**REQUIRED TASK:** Swap "Target" for "Label" in the records from the line with "number 10, giving" through the end of the records, leaving everything else unchanged. Return only those lines.

-- Start of RECORDS SUPPLIED --

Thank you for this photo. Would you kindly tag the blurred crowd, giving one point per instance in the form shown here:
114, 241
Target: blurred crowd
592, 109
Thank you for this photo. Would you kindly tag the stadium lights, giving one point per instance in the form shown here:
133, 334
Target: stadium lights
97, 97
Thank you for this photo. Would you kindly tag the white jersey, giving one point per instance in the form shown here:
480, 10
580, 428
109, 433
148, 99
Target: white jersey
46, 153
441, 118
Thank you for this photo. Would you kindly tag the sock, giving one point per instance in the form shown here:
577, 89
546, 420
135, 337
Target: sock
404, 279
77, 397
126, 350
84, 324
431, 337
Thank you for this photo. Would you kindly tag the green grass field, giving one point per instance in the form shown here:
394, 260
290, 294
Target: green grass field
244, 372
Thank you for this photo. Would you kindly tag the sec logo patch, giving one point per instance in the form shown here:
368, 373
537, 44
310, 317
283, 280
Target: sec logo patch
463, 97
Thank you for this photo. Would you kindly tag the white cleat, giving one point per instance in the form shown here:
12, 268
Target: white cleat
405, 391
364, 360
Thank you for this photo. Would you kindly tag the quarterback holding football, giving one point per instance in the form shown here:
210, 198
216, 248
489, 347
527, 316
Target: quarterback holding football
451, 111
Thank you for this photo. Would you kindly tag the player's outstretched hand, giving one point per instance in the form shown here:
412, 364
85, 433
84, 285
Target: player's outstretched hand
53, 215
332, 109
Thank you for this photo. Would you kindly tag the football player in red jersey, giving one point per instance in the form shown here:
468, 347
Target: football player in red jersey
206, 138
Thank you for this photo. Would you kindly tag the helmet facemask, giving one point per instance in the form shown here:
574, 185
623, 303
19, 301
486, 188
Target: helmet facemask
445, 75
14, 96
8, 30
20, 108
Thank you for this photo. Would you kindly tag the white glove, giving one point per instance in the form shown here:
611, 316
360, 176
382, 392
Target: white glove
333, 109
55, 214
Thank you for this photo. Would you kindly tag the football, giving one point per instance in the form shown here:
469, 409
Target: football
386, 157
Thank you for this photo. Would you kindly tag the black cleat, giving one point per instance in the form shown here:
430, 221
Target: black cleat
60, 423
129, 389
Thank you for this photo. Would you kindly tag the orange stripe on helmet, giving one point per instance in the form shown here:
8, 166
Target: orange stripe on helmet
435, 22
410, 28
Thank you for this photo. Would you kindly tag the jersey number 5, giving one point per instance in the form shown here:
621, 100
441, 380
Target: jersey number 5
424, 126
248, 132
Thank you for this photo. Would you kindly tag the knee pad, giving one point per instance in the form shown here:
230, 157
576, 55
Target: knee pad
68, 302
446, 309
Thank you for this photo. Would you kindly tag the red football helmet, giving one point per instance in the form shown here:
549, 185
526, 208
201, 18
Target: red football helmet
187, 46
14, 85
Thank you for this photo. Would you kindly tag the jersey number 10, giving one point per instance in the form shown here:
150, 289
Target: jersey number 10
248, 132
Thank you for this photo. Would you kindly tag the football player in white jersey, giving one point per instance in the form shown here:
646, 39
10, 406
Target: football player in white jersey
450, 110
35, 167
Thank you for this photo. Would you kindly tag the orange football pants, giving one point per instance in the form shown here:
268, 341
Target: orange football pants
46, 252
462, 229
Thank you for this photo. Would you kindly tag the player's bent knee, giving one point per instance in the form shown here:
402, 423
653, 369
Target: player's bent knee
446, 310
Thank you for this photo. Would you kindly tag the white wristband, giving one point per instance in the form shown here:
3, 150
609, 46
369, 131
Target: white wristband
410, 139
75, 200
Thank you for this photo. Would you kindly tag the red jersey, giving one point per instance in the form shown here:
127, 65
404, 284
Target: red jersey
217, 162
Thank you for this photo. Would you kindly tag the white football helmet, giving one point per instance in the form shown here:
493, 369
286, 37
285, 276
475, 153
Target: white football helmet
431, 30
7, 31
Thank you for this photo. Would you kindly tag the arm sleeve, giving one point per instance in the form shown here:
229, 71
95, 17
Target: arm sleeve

-- End of RECORDS SUPPLIED --

**TASK ANSWER:**
Thank you for this photo. Would you kindly tag the jersey number 10, giving one point per instance in the form shown here:
150, 289
Label: jersey number 10
248, 132
Thank you for this photo. Would you kindly tag the football player in white jersey, giving one point per instance in the form shown here:
646, 39
10, 406
Label: football player in white jersey
450, 110
35, 167
Thank you for this photo. Would you kindly tag the orange football pants, giving one point per instance in the form shown here:
268, 341
Label: orange football pants
46, 252
462, 229
Thank you for this photo. Would you kindly tag the player's bent knee, giving one point per instance in the form shown here:
402, 423
653, 369
Label: player's bent knee
446, 310
Thank you for this photo. Would you kindly tag the white wristband, giving one point per instance in the form shown here:
3, 150
609, 46
369, 131
Label: white wristband
410, 139
75, 200
Thank you for this photo. Would you kindly tag the red jersey, giving one point per instance in the form shown here:
127, 65
404, 284
Label: red jersey
217, 162
Thank you for this photo. Would you kindly tag the white football helmet, giving one point per instance in the form shown here:
493, 369
286, 37
285, 276
475, 153
Label: white football helmet
431, 30
7, 31
Thank you for this photo. Would you kindly tag the arm sleeve, giving one point per instance in the form shown here:
229, 71
95, 17
Label: arm sleeve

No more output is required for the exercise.